— PROBLEM —
Output verbatim the lines beginning at the one that contains "If you could pick out the white" and ending at the last line of the material, inclusive of both.
▬▬▬
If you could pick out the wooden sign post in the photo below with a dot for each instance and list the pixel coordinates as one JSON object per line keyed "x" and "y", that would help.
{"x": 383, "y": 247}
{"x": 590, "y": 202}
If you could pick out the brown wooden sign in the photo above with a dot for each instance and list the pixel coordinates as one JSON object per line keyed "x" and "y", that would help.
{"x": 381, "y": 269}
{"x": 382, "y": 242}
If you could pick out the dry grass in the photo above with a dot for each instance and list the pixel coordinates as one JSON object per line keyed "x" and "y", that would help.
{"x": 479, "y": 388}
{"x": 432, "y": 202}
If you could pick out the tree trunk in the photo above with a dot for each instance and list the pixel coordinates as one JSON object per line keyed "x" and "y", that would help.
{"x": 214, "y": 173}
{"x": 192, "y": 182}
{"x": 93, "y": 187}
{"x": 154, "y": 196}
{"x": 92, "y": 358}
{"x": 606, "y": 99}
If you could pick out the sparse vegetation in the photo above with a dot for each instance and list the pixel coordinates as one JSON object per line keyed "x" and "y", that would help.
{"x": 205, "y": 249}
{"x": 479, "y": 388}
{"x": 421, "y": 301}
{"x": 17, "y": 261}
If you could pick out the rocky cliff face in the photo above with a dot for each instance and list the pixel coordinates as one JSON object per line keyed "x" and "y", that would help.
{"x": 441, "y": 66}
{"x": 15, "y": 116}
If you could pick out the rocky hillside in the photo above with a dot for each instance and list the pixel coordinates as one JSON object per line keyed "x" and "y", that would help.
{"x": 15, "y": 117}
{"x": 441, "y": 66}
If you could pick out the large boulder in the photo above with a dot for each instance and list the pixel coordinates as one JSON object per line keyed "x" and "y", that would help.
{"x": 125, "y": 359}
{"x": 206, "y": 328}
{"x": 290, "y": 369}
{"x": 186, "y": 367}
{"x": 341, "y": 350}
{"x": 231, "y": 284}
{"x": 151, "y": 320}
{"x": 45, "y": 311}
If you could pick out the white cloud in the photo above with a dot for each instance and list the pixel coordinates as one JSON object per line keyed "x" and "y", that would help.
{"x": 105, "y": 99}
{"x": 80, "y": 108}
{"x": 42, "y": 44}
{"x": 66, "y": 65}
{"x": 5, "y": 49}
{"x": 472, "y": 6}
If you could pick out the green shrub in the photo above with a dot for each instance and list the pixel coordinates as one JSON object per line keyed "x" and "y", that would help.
▬▬▬
— TASK RESULT —
If you could pick out the white cloud in the photo above with a dot for each instance and list the pixel coordinates as one JSON object per line keyed "x" and "y", that would help.
{"x": 105, "y": 99}
{"x": 80, "y": 108}
{"x": 42, "y": 44}
{"x": 66, "y": 65}
{"x": 5, "y": 49}
{"x": 472, "y": 6}
If you could pick out the green shrub in the photo above with a dot for each instance and list the pixel coordinates as one JSON object per line keyed "x" and "y", that would help.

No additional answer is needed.